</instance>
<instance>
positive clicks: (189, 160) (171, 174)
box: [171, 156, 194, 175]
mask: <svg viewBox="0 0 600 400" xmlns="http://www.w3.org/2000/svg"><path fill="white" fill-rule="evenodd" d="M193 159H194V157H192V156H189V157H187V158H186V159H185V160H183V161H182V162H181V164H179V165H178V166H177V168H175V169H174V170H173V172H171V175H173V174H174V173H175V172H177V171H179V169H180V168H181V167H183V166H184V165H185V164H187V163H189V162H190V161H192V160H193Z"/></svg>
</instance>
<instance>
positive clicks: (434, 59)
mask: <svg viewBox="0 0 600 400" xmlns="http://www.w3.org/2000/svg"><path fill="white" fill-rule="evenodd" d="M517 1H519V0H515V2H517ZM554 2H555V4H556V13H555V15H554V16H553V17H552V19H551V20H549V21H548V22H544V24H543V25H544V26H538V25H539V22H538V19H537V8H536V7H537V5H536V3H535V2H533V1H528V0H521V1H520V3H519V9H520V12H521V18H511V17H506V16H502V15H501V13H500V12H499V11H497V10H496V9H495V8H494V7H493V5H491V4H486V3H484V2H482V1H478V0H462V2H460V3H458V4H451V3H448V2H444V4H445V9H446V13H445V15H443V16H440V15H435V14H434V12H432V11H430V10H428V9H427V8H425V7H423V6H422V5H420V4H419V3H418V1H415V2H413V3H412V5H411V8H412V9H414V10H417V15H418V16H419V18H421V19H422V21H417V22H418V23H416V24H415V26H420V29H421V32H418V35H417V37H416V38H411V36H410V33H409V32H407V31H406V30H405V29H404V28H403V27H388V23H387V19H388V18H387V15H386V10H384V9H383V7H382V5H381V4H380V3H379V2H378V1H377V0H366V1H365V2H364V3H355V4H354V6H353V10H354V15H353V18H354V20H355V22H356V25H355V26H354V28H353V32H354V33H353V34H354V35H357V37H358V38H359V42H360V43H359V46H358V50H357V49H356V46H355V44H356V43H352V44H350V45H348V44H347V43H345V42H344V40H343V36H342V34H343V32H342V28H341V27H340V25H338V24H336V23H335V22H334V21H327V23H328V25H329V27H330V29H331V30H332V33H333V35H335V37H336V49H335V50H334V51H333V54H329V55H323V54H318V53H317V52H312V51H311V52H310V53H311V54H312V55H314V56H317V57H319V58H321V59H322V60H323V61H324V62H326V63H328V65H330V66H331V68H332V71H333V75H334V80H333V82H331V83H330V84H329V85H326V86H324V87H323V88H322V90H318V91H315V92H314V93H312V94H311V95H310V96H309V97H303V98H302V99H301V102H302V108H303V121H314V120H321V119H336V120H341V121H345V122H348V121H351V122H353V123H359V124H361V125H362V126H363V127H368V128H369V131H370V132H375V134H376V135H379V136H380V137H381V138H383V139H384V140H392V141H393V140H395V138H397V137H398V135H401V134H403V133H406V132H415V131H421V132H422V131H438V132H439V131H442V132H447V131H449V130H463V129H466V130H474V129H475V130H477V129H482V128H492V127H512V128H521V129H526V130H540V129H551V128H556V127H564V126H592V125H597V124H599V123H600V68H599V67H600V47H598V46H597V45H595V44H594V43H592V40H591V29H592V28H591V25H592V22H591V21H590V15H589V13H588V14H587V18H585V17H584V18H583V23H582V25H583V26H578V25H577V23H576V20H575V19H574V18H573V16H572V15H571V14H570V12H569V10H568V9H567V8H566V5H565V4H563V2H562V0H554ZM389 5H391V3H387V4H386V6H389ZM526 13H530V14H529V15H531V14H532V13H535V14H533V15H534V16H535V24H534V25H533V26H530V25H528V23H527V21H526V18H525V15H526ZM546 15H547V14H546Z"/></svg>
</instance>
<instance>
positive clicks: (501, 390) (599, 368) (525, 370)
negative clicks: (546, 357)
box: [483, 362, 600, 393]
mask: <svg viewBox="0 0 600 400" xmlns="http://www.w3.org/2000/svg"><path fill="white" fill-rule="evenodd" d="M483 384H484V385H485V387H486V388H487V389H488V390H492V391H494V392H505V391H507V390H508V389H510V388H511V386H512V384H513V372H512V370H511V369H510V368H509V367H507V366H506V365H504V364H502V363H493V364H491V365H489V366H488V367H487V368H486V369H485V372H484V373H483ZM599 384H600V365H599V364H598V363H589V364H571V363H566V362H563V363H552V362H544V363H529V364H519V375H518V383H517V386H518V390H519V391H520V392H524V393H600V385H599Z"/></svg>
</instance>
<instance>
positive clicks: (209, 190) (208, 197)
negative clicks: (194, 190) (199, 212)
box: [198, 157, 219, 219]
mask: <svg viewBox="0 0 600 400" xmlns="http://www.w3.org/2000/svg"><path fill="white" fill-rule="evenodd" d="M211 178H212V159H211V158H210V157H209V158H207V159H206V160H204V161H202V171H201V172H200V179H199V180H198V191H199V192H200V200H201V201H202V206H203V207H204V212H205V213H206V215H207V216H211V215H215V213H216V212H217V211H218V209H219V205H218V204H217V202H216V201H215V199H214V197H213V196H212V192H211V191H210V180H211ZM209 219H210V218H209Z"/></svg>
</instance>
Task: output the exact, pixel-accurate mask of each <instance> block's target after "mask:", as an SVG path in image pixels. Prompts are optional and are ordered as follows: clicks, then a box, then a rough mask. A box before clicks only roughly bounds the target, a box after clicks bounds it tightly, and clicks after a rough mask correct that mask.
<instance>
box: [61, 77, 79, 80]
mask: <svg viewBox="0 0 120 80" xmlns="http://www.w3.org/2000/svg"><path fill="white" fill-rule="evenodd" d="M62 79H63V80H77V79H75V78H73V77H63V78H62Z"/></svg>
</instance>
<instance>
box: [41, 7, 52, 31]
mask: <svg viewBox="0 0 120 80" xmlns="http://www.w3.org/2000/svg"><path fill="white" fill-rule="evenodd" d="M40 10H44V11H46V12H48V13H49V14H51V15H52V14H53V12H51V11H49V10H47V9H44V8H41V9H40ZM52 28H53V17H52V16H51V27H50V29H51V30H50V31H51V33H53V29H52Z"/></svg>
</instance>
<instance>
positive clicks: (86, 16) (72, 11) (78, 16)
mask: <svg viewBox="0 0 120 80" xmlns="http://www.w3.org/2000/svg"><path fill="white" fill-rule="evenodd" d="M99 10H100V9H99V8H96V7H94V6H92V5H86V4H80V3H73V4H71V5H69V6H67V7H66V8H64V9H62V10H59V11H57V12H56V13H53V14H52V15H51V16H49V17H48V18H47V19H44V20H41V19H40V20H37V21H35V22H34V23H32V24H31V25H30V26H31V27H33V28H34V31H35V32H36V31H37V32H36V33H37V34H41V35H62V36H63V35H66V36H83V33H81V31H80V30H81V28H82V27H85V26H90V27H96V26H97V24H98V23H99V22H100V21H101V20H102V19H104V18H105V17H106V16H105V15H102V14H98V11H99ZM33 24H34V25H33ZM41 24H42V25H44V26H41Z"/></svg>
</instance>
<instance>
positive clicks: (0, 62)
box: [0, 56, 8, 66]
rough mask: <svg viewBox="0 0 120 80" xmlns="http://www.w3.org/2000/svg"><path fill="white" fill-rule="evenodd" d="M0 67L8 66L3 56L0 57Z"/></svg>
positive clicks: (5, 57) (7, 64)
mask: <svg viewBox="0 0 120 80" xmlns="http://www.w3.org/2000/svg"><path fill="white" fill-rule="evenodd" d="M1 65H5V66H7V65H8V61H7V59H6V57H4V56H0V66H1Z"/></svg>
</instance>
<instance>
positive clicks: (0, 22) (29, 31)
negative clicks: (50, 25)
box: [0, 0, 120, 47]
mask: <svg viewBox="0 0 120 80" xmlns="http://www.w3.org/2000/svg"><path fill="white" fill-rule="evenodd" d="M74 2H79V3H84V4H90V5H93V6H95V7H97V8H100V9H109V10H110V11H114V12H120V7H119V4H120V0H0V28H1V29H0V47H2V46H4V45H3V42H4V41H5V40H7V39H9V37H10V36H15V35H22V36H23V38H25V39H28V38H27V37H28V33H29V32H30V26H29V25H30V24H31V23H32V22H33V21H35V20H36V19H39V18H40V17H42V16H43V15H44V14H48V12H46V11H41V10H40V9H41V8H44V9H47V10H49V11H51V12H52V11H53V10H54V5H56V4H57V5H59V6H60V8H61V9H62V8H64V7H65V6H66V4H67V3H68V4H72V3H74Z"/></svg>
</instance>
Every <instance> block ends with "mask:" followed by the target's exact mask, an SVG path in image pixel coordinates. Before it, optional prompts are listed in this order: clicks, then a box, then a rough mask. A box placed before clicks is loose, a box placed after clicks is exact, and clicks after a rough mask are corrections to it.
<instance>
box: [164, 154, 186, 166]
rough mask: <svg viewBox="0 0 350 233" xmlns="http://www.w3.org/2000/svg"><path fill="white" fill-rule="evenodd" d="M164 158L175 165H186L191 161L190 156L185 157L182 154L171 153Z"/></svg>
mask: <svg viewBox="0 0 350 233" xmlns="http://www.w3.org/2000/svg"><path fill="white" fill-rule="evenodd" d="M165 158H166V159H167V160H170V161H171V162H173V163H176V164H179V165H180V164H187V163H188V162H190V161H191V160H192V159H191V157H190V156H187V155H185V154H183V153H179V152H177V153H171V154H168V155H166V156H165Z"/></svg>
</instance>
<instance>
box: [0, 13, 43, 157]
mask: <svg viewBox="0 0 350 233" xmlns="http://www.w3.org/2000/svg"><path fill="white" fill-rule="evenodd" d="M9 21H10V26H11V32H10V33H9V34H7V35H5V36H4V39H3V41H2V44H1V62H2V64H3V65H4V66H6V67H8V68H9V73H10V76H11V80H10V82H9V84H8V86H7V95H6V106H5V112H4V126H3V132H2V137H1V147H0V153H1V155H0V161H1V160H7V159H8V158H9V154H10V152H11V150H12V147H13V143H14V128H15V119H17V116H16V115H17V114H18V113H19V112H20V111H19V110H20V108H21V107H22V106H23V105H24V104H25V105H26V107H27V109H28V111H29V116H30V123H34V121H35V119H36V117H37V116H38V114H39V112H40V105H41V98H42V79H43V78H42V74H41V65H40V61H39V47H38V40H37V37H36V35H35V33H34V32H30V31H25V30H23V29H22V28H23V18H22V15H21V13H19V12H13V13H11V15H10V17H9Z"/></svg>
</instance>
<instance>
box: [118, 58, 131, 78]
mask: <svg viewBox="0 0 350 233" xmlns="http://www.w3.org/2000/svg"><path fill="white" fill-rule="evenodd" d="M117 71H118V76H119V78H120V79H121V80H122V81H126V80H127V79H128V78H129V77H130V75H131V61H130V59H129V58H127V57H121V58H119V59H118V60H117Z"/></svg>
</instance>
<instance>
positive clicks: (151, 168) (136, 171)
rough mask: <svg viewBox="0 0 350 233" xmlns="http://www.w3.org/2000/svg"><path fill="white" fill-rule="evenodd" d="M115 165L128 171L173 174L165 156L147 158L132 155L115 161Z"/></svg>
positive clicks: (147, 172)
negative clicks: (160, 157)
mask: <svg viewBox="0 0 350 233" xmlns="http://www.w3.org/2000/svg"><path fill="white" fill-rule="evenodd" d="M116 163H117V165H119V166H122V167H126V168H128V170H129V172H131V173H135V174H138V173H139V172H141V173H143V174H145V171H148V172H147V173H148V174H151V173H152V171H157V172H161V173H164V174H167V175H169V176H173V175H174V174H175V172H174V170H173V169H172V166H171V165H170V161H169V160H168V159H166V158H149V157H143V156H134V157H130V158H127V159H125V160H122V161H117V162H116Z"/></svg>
* * * * * * * * *
▶ _YOUR ASSIGNMENT_
From the items above, pull out every line that contains the word "block".

▶ _ANSWER BOX_
Task: output the exact, pixel-accurate mask of each <instance> block's target after "mask:", as an SVG path in image pixels. Prompts are optional and are ordered as follows: clicks, then a box, then a rough mask. A box before clicks only roughly bounds the target, a box after clicks bounds it tightly, and clicks after a rough mask correct that mask.
Every <instance> block ends with "mask:" followed by the target's exact mask, an SVG path in image pixel coordinates. Before it, optional prompts are listed in this order: clicks, then a box, then a rough mask. A box placed before clicks is loose, a box placed after clicks is exact, and clicks after a rough mask are corrections to it.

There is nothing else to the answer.